#### SUPPLIED DATA

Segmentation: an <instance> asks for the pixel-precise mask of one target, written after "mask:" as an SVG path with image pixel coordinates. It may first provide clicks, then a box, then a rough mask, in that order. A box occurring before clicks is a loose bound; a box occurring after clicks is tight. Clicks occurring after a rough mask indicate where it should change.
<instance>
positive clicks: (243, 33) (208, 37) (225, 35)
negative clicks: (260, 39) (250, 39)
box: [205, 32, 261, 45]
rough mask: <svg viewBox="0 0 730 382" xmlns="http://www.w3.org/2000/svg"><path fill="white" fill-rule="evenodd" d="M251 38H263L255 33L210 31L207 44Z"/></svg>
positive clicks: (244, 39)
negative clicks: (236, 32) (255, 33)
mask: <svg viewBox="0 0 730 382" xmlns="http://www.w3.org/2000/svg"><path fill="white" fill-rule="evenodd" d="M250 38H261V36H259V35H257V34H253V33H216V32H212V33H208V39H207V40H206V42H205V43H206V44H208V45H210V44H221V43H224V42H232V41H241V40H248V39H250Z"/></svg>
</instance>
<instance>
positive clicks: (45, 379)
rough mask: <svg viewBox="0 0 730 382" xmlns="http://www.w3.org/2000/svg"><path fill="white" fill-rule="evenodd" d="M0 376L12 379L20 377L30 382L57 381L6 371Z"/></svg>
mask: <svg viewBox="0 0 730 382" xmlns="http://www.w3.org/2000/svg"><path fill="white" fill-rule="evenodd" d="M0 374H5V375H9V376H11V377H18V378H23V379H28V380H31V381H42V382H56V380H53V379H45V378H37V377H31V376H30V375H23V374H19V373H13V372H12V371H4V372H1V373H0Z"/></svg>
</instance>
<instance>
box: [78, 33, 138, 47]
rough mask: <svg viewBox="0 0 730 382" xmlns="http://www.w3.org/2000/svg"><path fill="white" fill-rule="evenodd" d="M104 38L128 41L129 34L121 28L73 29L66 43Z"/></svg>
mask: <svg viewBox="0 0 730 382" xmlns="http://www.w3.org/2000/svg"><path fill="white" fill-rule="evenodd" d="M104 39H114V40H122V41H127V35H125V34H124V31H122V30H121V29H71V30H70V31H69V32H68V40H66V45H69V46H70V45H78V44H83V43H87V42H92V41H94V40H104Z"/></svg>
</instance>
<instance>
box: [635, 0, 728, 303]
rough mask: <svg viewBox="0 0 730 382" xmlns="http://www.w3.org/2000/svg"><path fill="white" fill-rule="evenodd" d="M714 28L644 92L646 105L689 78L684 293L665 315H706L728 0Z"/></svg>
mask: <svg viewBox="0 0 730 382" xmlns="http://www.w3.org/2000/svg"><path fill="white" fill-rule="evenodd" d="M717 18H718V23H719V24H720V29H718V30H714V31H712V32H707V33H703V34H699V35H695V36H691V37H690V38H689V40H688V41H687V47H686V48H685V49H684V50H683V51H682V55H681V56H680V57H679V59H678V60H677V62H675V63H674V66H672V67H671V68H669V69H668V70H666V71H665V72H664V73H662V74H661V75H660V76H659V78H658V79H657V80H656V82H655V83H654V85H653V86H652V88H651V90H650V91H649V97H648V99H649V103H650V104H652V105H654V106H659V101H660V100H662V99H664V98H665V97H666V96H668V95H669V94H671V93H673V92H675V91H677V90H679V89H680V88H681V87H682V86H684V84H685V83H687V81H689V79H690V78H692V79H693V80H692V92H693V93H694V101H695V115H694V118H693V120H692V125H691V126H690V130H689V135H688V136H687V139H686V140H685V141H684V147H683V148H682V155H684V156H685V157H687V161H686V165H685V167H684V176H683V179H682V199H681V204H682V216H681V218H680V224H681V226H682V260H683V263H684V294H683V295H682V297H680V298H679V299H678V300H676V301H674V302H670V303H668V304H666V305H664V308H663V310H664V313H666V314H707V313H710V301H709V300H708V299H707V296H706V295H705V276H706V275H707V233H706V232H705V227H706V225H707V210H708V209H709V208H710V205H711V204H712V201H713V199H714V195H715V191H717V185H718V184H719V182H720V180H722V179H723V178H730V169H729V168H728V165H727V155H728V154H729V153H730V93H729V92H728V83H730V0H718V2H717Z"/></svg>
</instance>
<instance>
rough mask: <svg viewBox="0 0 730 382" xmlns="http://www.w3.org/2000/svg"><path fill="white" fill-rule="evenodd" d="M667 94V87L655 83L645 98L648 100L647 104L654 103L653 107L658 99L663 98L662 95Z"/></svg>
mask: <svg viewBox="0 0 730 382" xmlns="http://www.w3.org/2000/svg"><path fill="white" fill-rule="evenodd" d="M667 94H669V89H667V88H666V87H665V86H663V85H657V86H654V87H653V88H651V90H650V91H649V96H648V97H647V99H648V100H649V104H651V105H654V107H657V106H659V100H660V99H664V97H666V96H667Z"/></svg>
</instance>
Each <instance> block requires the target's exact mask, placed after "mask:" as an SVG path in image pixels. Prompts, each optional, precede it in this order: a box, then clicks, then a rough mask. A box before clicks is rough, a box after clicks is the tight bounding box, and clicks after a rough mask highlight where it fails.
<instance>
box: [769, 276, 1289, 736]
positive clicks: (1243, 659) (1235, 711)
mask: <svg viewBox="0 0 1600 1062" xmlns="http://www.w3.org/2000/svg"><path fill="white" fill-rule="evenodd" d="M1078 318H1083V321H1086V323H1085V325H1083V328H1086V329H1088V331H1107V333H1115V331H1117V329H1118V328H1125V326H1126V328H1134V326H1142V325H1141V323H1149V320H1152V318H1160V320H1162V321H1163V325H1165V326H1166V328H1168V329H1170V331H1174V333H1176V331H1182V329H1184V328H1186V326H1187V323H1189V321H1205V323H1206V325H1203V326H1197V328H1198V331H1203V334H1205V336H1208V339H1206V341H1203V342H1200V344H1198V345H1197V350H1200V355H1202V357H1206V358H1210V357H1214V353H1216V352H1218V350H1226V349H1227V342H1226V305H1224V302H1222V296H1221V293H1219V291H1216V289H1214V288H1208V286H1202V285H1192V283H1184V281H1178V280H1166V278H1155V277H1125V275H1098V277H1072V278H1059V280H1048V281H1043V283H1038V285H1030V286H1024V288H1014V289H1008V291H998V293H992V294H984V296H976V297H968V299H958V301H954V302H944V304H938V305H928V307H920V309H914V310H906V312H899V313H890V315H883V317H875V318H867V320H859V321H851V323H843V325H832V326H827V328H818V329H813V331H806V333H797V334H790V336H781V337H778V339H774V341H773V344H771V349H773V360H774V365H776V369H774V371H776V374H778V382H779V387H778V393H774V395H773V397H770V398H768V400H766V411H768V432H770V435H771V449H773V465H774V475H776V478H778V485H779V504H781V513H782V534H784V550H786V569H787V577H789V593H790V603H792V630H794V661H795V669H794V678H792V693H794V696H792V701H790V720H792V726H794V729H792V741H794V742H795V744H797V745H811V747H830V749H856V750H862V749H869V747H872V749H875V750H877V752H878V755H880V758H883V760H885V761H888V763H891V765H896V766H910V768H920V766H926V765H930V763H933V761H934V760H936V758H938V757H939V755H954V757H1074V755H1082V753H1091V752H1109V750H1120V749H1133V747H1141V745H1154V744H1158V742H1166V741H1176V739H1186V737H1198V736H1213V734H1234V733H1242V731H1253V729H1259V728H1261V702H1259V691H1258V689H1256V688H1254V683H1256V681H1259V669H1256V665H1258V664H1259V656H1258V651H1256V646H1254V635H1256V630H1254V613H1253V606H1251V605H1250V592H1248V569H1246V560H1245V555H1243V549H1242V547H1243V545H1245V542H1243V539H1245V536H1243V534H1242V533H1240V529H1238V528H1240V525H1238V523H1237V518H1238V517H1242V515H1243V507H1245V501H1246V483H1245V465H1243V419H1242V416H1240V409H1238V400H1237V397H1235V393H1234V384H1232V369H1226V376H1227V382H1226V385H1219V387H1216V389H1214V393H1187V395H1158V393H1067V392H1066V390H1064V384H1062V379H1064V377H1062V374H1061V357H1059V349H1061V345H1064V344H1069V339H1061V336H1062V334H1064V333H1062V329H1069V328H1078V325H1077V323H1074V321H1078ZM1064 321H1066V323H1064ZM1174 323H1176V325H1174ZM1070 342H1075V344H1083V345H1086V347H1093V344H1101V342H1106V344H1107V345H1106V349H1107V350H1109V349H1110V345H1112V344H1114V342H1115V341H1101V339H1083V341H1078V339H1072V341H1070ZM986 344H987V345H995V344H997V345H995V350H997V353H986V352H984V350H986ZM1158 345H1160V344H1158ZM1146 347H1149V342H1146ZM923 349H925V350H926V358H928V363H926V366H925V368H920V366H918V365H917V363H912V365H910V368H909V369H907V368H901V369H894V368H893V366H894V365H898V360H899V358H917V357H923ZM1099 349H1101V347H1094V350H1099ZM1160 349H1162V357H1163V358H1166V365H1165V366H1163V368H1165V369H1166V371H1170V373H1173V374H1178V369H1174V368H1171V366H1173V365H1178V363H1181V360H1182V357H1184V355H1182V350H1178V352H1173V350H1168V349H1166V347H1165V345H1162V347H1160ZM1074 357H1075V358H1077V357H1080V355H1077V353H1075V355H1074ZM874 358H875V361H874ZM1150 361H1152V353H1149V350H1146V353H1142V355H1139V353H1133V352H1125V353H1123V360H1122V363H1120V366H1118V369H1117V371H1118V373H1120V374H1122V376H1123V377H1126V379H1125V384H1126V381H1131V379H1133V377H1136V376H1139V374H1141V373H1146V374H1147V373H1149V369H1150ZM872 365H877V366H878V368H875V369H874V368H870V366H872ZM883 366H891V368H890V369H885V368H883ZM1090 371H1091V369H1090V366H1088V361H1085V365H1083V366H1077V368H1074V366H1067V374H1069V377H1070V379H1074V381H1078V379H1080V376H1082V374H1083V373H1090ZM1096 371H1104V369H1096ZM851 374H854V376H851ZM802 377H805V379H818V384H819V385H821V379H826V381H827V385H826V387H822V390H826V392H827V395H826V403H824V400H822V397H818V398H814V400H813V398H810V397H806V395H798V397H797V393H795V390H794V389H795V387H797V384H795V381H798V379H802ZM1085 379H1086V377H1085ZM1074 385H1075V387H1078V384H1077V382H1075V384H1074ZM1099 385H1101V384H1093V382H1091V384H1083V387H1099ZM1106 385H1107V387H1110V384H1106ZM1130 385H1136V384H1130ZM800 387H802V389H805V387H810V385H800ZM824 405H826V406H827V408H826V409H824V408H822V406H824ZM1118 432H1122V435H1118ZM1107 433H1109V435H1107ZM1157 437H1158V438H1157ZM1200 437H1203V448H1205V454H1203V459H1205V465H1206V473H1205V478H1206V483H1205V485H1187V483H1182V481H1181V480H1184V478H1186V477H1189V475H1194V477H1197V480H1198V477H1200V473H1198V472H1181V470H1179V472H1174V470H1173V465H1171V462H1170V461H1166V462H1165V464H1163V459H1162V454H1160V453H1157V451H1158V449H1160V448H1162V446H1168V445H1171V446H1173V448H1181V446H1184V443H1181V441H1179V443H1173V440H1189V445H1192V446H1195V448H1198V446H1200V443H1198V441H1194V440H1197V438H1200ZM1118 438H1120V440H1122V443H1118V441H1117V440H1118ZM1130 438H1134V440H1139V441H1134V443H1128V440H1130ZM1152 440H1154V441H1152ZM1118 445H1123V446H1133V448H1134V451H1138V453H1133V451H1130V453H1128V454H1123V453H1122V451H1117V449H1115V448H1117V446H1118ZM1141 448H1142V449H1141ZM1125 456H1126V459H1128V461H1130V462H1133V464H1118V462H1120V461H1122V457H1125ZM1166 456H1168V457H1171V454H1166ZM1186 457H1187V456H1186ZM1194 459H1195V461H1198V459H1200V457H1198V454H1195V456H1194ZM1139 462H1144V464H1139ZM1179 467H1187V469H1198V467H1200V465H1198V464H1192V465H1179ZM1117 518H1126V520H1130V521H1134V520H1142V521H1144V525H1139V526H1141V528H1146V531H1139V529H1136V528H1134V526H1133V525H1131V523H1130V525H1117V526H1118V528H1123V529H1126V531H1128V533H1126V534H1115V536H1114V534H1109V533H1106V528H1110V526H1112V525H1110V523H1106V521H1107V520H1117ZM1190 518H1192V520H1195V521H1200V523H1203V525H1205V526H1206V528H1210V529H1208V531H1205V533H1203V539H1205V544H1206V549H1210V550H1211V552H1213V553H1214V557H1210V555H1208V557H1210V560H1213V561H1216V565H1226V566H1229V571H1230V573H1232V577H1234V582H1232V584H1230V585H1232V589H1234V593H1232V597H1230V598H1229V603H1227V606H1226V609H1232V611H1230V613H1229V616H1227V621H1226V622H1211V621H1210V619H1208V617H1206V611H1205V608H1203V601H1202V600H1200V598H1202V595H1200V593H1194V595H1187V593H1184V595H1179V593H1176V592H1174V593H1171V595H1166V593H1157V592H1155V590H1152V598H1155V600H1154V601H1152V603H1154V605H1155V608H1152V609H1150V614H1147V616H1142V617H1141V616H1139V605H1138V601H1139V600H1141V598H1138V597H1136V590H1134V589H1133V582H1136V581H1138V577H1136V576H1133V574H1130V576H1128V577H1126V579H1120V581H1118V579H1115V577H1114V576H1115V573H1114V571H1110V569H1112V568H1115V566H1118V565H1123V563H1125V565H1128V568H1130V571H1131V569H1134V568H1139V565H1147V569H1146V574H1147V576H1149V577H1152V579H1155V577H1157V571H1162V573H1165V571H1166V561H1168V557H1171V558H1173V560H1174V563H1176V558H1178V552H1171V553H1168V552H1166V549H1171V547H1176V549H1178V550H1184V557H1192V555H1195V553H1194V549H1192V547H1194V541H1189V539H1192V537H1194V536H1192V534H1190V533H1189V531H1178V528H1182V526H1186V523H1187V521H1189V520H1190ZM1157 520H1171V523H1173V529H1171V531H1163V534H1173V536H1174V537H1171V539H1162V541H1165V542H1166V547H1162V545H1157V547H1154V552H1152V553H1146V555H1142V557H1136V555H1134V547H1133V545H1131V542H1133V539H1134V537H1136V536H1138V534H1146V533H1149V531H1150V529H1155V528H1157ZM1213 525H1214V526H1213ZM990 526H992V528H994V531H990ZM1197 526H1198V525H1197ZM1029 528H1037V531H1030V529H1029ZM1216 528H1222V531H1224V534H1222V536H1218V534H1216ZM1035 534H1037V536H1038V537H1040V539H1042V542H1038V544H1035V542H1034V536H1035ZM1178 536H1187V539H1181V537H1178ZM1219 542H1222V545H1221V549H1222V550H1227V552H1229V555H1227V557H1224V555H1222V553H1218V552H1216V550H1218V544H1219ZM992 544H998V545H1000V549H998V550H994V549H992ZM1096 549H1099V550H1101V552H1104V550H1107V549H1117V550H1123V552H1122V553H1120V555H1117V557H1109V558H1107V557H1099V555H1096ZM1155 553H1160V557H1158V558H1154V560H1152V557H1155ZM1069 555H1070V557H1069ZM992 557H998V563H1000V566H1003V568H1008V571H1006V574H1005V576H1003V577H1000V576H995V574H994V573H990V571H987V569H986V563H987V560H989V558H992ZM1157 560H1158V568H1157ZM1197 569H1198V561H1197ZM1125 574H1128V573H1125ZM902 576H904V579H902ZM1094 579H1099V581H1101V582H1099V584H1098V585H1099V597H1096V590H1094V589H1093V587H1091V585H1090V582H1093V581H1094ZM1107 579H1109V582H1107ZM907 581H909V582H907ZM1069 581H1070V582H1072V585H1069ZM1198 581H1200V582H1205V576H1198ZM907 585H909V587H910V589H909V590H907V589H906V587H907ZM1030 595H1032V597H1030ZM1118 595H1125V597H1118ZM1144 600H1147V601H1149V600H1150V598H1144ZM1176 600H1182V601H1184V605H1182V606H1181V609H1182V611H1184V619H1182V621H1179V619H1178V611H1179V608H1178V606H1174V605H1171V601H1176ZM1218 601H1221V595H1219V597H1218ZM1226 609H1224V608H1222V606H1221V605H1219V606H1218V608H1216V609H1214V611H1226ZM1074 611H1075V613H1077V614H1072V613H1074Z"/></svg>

########

*TASK DIRECTIONS:* Render everything from the start of the records down to and including the line containing "positive clicks: (243, 33)" as a JSON list of strings, with one string per line and blank lines omitted.

*COMPLETED EXERCISE:*
[
  "Segmentation: an <instance> asks for the pixel-precise mask of one target, written after \"mask:\" as an SVG path with image pixel coordinates. It may first provide clicks, then a box, then a rough mask, in that order. A box occurring before clicks is a loose bound; a box occurring after clicks is tight. Clicks occurring after a rough mask indicate where it should change.",
  "<instance>",
  "positive clicks: (243, 33) (208, 37) (225, 35)"
]